Consegna 1>
Traduci in inglese questa frase del testo sul socialismo: «Eguaglianza sociale e libertà individuali e collettive sono indissolubili.»

Testo fornito>
------------

Grazie a ciò sarà davvero possibile ottenere da ciascuno secondo le sue possibilità, e dare ad ognuno secondo i suoi bisogni, abolendo quindi non solo lo sfruttamento dell’uomo sull’uomo ma ogni forma di oppressione politica e di saccheggio delle risorse naturali.

Questo socialismo implica la proprietà pubblica dei principali settori strategici dell’economia (non quindi non l’abolizione della proprietà privata tout court) ed uno Stato che funga da sentinella del nuovo ordinamento sociale e democratico e che assicuri a tutti i cittadini non solo l’esercizio dei diritti di libertà, ma pure la fruizione di quelli al lavoro, all’istruzione, alle cure sanitarie, nonché quello ad un reddito di base universale. Non basta l’eguaglianza sul piano economico. La libertà di pensiero, di parola, di associazione politica, di stampa, di fede religiosa sono principi inalienabili della persona. Eguaglianza sociale e libertà individuali e collettive sono indissolubili.

Il socialismo che auspichiamo, contrariamente a quanto hanno utopisticamente immaginato i primi socialisti, Marx compreso, lungi dal fare sparire la democrazia la estenderà, permarrà dunque l’organizzazione statuale, come necessaria espressione politica e amministrativa della comunità.

Non si giungerà al socialismo con pochi assalti frontali. L’esperienza ci consegna numerose evidenze che esso sarà invece frutto di un lungo e difficile processo fatto di trasformazioni, successive, grandi e piccole. L’economia capitalistica non può essere abolita per decreto, così come non potranno essere soppresse dal giorno alla notte le forze mercantili. Con queste si dovrà convivere a lungo.  Per tutto un periodo, che nessuno può stabilire in anticipo, avremo quindi un’economia mista, pluralista.  Settori e forme capitalistiche coabiteranno con quelli nazionalizzati, con quelli dei beni comuni, cooperativi, nonché quelli socialisti nascenti, che cioè produrranno e si scambieranno i beni non per ricavare un profitto ma come beni diretti a soddisfare i bisogni della comunità, privandoli così della loro forma merce.

La politica avrà il posto di comando e lo Stato, grazie alla nazionalizzazione dei settori strategici dell’economia e del sistema bancario, sarà non solo regolatore ma attore economico primario. L’emissione monetaria sarà monopolio dello stato, che dovrà tendere progressivamente ad impedire che la moneta, nella forma di denaro, sia tesaurizzabile come capitale privato. Il sistema fiscale sarà progressivo, finalizzato a sostenere i comparti quali la scuola, lo sviluppo scientifico, la sanità, la tutela ambientale, il patrimonio artistico e culturale, e tutti quei cittadini inadatti al lavoro.

------------

Dati archiviati>
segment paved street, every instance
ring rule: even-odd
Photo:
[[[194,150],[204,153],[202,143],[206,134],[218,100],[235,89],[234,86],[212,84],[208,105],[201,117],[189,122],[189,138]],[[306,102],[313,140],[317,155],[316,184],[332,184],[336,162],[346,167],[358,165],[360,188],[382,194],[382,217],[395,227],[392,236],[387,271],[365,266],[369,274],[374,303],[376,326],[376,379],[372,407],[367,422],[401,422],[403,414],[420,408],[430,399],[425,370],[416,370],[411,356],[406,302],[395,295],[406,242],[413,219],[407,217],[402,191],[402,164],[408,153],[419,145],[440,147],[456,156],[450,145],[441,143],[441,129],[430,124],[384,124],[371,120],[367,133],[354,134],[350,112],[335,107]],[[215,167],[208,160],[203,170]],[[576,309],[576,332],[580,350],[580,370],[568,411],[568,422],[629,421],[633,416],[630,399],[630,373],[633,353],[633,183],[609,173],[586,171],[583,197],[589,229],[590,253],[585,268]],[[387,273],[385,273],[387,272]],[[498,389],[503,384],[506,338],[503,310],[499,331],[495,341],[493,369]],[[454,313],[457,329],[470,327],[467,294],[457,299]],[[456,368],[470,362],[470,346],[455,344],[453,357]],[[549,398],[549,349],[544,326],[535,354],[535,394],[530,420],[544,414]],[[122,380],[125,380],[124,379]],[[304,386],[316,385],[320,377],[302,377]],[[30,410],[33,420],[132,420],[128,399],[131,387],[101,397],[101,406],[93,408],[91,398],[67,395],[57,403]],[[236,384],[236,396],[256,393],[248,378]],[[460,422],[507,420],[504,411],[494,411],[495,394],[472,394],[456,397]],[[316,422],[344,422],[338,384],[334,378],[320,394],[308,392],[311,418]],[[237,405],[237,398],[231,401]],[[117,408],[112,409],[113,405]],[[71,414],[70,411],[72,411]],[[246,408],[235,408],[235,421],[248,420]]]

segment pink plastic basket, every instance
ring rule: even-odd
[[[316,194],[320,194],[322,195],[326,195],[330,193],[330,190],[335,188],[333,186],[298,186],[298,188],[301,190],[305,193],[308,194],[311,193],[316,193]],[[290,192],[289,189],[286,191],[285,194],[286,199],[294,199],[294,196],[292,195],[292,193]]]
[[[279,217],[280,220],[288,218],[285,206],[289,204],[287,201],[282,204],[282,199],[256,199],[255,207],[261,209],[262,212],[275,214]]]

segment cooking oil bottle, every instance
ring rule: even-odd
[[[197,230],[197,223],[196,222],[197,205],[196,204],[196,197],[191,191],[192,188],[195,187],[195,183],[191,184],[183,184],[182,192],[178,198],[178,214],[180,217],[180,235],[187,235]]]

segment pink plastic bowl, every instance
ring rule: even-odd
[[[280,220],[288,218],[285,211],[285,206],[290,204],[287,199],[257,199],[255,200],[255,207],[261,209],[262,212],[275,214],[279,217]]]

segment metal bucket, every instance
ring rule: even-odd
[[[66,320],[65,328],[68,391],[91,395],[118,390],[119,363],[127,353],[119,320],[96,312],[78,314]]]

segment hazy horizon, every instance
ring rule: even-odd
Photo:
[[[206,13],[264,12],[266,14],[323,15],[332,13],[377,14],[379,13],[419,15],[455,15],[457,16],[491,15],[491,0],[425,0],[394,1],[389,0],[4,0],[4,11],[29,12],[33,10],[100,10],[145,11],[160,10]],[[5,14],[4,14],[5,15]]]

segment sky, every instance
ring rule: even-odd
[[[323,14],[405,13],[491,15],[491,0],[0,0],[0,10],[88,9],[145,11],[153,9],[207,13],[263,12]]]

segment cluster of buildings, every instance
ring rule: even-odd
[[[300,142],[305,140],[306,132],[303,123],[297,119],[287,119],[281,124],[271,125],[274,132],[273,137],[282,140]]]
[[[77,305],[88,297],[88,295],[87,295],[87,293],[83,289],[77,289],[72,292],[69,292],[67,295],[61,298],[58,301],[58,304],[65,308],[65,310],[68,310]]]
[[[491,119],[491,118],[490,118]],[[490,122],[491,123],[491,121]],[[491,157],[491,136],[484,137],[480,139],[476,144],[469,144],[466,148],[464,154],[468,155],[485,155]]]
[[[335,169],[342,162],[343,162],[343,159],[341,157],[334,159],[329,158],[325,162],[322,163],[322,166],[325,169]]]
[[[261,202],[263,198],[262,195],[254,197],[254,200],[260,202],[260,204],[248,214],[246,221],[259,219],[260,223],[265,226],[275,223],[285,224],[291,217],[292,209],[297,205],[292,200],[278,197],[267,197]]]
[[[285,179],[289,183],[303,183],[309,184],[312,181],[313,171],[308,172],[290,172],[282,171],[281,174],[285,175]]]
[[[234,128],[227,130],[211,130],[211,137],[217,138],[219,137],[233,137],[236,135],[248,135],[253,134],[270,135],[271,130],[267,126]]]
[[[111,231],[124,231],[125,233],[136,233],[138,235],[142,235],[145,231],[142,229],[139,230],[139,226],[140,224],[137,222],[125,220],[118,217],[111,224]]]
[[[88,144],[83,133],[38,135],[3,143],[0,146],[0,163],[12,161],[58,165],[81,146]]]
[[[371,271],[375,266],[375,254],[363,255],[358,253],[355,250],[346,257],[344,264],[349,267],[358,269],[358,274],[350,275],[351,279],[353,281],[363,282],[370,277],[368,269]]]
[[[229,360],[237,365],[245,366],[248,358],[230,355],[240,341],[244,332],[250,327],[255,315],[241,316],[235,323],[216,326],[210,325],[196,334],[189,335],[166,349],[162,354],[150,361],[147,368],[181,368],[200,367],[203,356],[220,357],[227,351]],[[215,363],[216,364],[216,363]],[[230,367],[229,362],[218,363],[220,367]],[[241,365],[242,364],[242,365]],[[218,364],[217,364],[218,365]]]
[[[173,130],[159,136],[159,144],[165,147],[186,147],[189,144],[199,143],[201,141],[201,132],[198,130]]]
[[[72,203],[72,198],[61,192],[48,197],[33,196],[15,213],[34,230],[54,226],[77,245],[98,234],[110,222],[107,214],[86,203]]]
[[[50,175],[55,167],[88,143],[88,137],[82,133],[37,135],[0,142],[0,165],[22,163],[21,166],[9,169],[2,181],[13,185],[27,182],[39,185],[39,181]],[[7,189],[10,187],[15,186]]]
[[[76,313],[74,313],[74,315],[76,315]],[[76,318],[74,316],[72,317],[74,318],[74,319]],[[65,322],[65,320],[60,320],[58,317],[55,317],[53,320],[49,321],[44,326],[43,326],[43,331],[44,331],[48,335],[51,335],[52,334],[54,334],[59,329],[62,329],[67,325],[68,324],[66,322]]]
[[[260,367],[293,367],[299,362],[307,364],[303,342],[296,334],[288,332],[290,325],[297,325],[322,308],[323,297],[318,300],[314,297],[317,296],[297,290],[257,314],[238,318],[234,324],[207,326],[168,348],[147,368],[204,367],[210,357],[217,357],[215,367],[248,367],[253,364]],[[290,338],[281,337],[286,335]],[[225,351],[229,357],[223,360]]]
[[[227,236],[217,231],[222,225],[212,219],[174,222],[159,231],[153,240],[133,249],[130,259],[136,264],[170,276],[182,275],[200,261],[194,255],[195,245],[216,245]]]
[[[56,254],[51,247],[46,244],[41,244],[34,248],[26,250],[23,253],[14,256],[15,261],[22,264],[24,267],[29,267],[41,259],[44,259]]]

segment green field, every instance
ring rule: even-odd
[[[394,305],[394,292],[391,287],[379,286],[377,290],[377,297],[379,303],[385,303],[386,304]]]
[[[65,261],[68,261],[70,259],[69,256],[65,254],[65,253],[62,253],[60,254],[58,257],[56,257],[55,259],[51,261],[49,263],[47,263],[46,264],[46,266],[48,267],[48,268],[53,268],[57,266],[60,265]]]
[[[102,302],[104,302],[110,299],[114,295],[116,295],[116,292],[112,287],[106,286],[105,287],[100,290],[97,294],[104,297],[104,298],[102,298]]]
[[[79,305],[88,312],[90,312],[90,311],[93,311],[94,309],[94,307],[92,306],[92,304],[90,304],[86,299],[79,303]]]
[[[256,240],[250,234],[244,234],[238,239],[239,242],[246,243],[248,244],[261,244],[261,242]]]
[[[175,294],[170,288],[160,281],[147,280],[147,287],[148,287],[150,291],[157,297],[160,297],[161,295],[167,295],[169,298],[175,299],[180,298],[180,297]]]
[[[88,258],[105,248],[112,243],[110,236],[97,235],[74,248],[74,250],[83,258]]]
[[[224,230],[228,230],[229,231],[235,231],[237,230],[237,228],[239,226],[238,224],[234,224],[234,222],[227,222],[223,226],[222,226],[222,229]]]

------------

Consegna 2>
Individua, per favore, tutte le righe dell'elenco che contengono la parola "instance" e ricopiale.

Soluzione scritta 1>
Social equality and individual and collective freedoms are inseparable.

Soluzione scritta 2>
segment paved street, every instance
segment pink plastic basket, every instance
segment cooking oil bottle, every instance
segment pink plastic bowl, every instance
segment metal bucket, every instance
segment hazy horizon, every instance
segment sky, every instance
segment cluster of buildings, every instance
segment green field, every instance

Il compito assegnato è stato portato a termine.